Verbatim output of all the material below is required.

___ Dataset records ___

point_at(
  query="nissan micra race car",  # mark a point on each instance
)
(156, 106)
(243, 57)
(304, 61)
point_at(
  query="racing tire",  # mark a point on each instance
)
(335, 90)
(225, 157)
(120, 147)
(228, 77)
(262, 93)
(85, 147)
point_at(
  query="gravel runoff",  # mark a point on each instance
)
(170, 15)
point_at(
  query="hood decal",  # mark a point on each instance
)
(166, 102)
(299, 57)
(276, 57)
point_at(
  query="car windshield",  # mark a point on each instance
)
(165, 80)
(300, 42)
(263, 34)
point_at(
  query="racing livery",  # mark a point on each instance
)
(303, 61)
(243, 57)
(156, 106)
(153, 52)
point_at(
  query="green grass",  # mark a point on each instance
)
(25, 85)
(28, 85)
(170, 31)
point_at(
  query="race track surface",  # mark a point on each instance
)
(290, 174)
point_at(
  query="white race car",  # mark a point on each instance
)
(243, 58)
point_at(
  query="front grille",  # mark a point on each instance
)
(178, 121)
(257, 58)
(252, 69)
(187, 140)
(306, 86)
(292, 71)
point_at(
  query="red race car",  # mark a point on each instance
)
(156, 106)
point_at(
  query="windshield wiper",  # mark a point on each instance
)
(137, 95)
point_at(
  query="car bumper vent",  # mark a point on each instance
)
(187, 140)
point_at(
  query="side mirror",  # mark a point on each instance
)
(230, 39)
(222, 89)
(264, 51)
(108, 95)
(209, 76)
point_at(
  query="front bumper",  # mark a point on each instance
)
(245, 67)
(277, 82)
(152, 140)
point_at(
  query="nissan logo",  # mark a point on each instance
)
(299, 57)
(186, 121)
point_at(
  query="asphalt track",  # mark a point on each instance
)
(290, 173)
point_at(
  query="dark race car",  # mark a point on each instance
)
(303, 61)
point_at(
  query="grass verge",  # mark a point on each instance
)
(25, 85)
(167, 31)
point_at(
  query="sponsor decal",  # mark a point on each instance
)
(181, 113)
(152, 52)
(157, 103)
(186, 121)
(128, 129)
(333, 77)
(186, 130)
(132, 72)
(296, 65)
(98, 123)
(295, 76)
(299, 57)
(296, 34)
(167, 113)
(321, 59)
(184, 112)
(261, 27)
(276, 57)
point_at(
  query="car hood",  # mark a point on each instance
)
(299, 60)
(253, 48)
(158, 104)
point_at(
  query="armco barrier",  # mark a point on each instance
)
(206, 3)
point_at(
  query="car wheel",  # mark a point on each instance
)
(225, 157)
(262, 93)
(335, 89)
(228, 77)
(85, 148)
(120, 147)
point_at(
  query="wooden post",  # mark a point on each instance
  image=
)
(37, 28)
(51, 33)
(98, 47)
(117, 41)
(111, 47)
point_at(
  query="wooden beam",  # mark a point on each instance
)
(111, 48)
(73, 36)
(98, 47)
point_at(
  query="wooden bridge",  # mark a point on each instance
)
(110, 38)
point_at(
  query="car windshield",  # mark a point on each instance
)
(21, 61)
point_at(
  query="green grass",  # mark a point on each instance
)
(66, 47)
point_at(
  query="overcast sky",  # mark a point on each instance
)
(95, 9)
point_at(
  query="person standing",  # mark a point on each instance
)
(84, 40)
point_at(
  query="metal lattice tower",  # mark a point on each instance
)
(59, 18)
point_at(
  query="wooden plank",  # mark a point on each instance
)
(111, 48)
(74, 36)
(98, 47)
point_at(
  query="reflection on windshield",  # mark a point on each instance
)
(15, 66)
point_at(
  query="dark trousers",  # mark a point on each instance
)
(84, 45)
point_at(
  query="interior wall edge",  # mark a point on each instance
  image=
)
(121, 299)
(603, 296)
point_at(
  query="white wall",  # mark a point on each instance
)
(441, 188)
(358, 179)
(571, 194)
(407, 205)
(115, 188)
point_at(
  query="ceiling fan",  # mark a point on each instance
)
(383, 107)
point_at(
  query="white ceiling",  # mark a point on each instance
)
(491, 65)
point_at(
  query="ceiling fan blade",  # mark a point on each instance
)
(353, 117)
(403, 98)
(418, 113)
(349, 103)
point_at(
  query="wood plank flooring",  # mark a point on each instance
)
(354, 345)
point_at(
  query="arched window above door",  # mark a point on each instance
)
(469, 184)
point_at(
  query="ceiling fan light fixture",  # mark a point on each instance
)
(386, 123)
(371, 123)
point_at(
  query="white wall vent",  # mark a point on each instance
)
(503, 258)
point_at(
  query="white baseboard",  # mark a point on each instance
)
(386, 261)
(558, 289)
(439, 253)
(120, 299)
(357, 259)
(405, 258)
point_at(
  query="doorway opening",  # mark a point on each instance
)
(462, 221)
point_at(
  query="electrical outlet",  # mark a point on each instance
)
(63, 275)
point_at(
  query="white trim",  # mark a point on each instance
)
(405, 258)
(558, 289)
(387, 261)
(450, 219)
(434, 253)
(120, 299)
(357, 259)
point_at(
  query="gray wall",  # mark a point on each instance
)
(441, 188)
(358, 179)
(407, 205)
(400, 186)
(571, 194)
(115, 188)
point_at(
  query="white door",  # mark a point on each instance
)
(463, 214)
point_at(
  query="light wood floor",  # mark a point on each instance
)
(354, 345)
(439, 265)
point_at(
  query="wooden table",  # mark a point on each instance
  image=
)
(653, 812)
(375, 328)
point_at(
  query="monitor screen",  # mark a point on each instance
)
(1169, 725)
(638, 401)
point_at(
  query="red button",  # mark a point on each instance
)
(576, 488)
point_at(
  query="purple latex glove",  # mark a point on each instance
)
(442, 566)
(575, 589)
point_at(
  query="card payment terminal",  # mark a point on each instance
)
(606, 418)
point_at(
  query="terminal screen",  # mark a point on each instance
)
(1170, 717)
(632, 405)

___

Result
point_at(
  query="nissan micra race car",  # mark a point on each instance
)
(156, 106)
(243, 57)
(304, 61)
point_at(
  query="racing tire",  # mark a point on each instance
)
(335, 90)
(225, 157)
(120, 147)
(228, 77)
(262, 93)
(85, 147)
point_at(
  query="gravel runoff",  # mark a point on each instance
)
(170, 15)
point_at(
  query="hood decal",  # mark a point on each instance
)
(166, 102)
(299, 57)
(276, 57)
point_at(
  query="car windshield",  # mark a point on each instance
)
(165, 80)
(300, 42)
(263, 34)
point_at(
  query="racing livery",  # mark a point on each instance
)
(303, 61)
(243, 57)
(156, 106)
(153, 52)
point_at(
  query="green grass",  # mark a point on each instance
)
(25, 85)
(28, 85)
(170, 31)
point_at(
  query="race track surface",  # mark a point on each instance
)
(290, 174)
point_at(
  query="white race car",  # mark a point on each instance
)
(243, 58)
point_at(
  query="front grille",  # mark a point on each instance
)
(178, 121)
(257, 58)
(252, 69)
(187, 140)
(306, 86)
(292, 71)
point_at(
  query="red race car",  # mark a point on each instance
)
(156, 106)
point_at(
  query="windshield wiper",  # mark a point on each instance
)
(137, 95)
point_at(
  query="car bumper vent",  # mark a point on each instance
)
(187, 140)
point_at(
  query="side mirror",  # mark a point on each instance
)
(230, 39)
(222, 89)
(264, 51)
(108, 95)
(209, 76)
point_at(
  query="front bumper",  # mark a point on each instance
)
(245, 67)
(277, 82)
(152, 140)
point_at(
  query="nissan logo",  # mark a point on each instance
)
(299, 57)
(186, 121)
point_at(
  query="asphalt track",  # mark a point on each instance
)
(290, 173)
point_at(
  query="dark race car",  # mark a point on each instance
)
(303, 61)
point_at(
  query="grass verge",  # mark a point on each instance
)
(25, 85)
(167, 31)
point_at(
  query="sponsor decal",  # mark a point on each instance
)
(181, 113)
(152, 52)
(157, 103)
(186, 121)
(128, 129)
(333, 77)
(186, 130)
(132, 72)
(296, 65)
(98, 123)
(295, 76)
(299, 57)
(296, 34)
(167, 113)
(321, 59)
(184, 112)
(261, 27)
(276, 57)
point_at(
  query="car hood",  # mark a point on each instance
)
(299, 60)
(253, 48)
(158, 104)
point_at(
  query="armco barrier",  # mark a point on each instance
)
(206, 3)
point_at(
  query="car wheel",  # mark a point on each instance
)
(225, 157)
(262, 93)
(335, 89)
(228, 77)
(85, 148)
(120, 147)
point_at(
  query="wooden post",  # mark a point on each instance
  image=
)
(37, 28)
(51, 33)
(98, 47)
(117, 41)
(111, 47)
point_at(
  query="wooden beam",  # mark a point on each instance
)
(111, 48)
(73, 36)
(98, 47)
point_at(
  query="wooden bridge",  # mark a point on each instance
)
(110, 38)
point_at(
  query="car windshield",  # mark a point on each instance
)
(21, 61)
point_at(
  query="green grass",  # mark a point on each instance
)
(66, 47)
point_at(
  query="overcast sky",  # mark a point on each instance
)
(95, 9)
point_at(
  query="person standing",  # mark a point on each instance
)
(84, 40)
point_at(
  query="metal lattice tower",  # mark a point on each instance
)
(59, 18)
point_at(
  query="wooden plank",  # mark a point on each instance
)
(111, 48)
(74, 36)
(98, 47)
point_at(
  query="reflection on windshield",  # mark a point on each instance
)
(15, 66)
point_at(
  query="dark trousers",  # mark a point on each instance
)
(84, 45)
point_at(
  query="interior wall edge",  # mark a point on each instance
  image=
)
(121, 299)
(603, 296)
point_at(
  query="white wall",  # mark a point on each instance
)
(441, 188)
(358, 179)
(571, 194)
(407, 205)
(115, 188)
point_at(
  query="ceiling fan",  # mark a point on each instance
)
(383, 107)
point_at(
  query="white ceiling",  # mark a point on each instance
)
(491, 65)
point_at(
  query="ceiling fan blade",  # mark a point on each instance
)
(353, 117)
(403, 98)
(418, 113)
(349, 103)
point_at(
  query="wood plank flooring",  # mark a point on each instance
)
(354, 345)
point_at(
  query="arched window above door",  # mark a point on each instance
)
(469, 184)
point_at(
  query="ceiling fan light fixture",  # mark a point on each instance
)
(386, 123)
(371, 123)
point_at(
  query="white wall vent",  # mark a point on each instance
)
(503, 258)
point_at(
  query="white baseboard",  # mark a point on each instance
)
(386, 261)
(558, 289)
(439, 253)
(120, 299)
(357, 259)
(405, 258)
point_at(
  query="doorway opening",  # mark a point on each instance
)
(462, 221)
point_at(
  query="electrical outlet",  # mark a point on each instance
)
(63, 275)
point_at(
  query="white trim",  # mark a point on each instance
)
(405, 258)
(558, 289)
(387, 261)
(450, 219)
(434, 253)
(120, 299)
(357, 259)
point_at(
  query="gray wall",  # mark a point on each instance
)
(441, 188)
(358, 179)
(407, 205)
(400, 186)
(571, 194)
(115, 188)
point_at(
  query="white door",  # mark a point on each instance
)
(463, 214)
point_at(
  query="light wood floor",  # mark a point on each instance
)
(354, 345)
(439, 265)
point_at(
  query="wooden table",  # mark a point on each instance
  image=
)
(653, 812)
(375, 328)
point_at(
  query="monitor screen",  # mark a point on each instance
)
(1169, 725)
(638, 401)
point_at(
  query="red button",  # mark a point on each instance
)
(576, 488)
point_at(
  query="purple latex glove",  # mark a point on each instance
)
(442, 566)
(575, 589)
point_at(
  query="card payment terminal",  # mark a point on each instance
)
(606, 418)
point_at(
  query="terminal screen",  # mark a point on each instance
)
(1170, 717)
(632, 405)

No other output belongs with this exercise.